▶ _What the exercise asks_: It is required that the lines from the top of the listing through the line with "class=cropped ear" be reproduced exactly, excluding pictures.
::: Record extracts :::
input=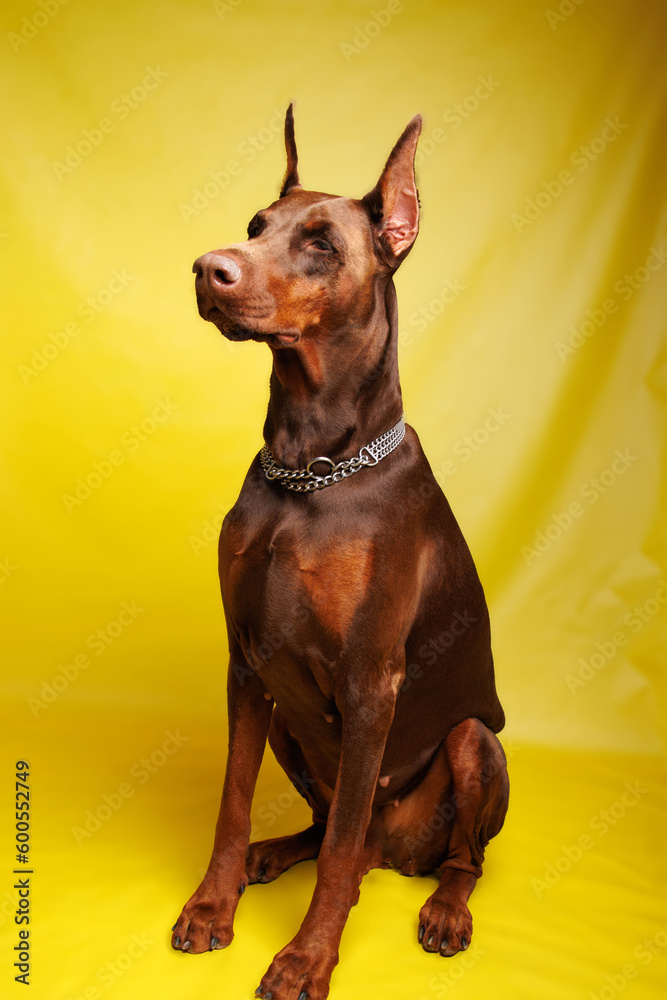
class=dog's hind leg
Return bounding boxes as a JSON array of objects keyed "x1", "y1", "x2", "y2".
[
  {"x1": 246, "y1": 707, "x2": 329, "y2": 884},
  {"x1": 417, "y1": 717, "x2": 509, "y2": 956},
  {"x1": 246, "y1": 824, "x2": 325, "y2": 883}
]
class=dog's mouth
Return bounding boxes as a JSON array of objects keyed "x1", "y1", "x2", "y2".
[{"x1": 206, "y1": 307, "x2": 299, "y2": 347}]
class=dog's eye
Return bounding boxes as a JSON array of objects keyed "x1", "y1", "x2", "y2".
[
  {"x1": 247, "y1": 218, "x2": 263, "y2": 239},
  {"x1": 311, "y1": 238, "x2": 333, "y2": 252}
]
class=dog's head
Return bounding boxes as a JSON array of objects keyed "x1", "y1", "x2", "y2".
[{"x1": 193, "y1": 105, "x2": 422, "y2": 348}]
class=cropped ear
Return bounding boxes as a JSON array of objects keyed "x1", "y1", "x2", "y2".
[
  {"x1": 362, "y1": 114, "x2": 422, "y2": 265},
  {"x1": 280, "y1": 103, "x2": 302, "y2": 198}
]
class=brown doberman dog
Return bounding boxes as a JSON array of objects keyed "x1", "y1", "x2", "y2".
[{"x1": 172, "y1": 106, "x2": 509, "y2": 1000}]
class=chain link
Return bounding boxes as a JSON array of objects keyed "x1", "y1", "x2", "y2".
[{"x1": 259, "y1": 417, "x2": 406, "y2": 492}]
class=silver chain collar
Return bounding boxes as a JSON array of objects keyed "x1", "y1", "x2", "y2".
[{"x1": 259, "y1": 416, "x2": 406, "y2": 492}]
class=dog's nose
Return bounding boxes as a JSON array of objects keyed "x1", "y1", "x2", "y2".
[{"x1": 192, "y1": 253, "x2": 242, "y2": 288}]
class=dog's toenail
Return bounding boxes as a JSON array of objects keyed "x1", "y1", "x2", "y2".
[
  {"x1": 257, "y1": 867, "x2": 266, "y2": 879},
  {"x1": 299, "y1": 992, "x2": 308, "y2": 1000},
  {"x1": 427, "y1": 935, "x2": 434, "y2": 946},
  {"x1": 174, "y1": 936, "x2": 182, "y2": 946},
  {"x1": 239, "y1": 884, "x2": 245, "y2": 894},
  {"x1": 460, "y1": 937, "x2": 468, "y2": 950},
  {"x1": 264, "y1": 993, "x2": 273, "y2": 999},
  {"x1": 210, "y1": 937, "x2": 219, "y2": 949},
  {"x1": 254, "y1": 990, "x2": 262, "y2": 998},
  {"x1": 171, "y1": 923, "x2": 177, "y2": 931},
  {"x1": 418, "y1": 924, "x2": 425, "y2": 942},
  {"x1": 440, "y1": 939, "x2": 448, "y2": 952},
  {"x1": 182, "y1": 940, "x2": 191, "y2": 950}
]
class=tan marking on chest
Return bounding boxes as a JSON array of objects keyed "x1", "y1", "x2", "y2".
[{"x1": 297, "y1": 538, "x2": 373, "y2": 640}]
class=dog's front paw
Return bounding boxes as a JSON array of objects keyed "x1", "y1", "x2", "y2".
[
  {"x1": 171, "y1": 879, "x2": 243, "y2": 955},
  {"x1": 255, "y1": 940, "x2": 337, "y2": 1000},
  {"x1": 418, "y1": 892, "x2": 472, "y2": 957}
]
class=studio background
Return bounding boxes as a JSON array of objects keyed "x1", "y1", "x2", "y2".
[{"x1": 1, "y1": 0, "x2": 665, "y2": 998}]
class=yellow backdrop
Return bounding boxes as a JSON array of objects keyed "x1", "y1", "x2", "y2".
[{"x1": 2, "y1": 0, "x2": 666, "y2": 998}]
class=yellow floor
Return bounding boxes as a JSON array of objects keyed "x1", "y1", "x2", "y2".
[{"x1": 3, "y1": 700, "x2": 664, "y2": 1000}]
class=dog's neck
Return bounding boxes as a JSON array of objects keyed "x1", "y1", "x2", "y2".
[{"x1": 262, "y1": 280, "x2": 403, "y2": 469}]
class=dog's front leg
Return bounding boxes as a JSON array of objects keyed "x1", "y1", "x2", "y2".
[
  {"x1": 255, "y1": 677, "x2": 397, "y2": 1000},
  {"x1": 172, "y1": 644, "x2": 272, "y2": 954}
]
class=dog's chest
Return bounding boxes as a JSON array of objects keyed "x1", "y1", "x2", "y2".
[{"x1": 219, "y1": 505, "x2": 376, "y2": 693}]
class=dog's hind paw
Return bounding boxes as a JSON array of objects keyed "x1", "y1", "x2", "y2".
[
  {"x1": 246, "y1": 825, "x2": 324, "y2": 884},
  {"x1": 418, "y1": 892, "x2": 472, "y2": 957}
]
:::
▶ _Result_:
input=
class=dog's hind leg
Return bounding boxes as a JSON array of objects keyed "x1", "y1", "x2", "y2".
[
  {"x1": 246, "y1": 707, "x2": 329, "y2": 884},
  {"x1": 417, "y1": 717, "x2": 509, "y2": 956},
  {"x1": 246, "y1": 824, "x2": 325, "y2": 883}
]
class=dog's mouth
Return bounding boxes as a JSON array of objects keyed "x1", "y1", "x2", "y2".
[{"x1": 206, "y1": 307, "x2": 299, "y2": 347}]
class=dog's eye
Return bounding boxes as a JSON array of objects keyed "x1", "y1", "x2", "y2".
[
  {"x1": 247, "y1": 218, "x2": 263, "y2": 239},
  {"x1": 311, "y1": 238, "x2": 333, "y2": 252}
]
class=dog's head
Return bounding boxes as a JSON array of objects keyed "x1", "y1", "x2", "y2".
[{"x1": 193, "y1": 105, "x2": 422, "y2": 348}]
class=cropped ear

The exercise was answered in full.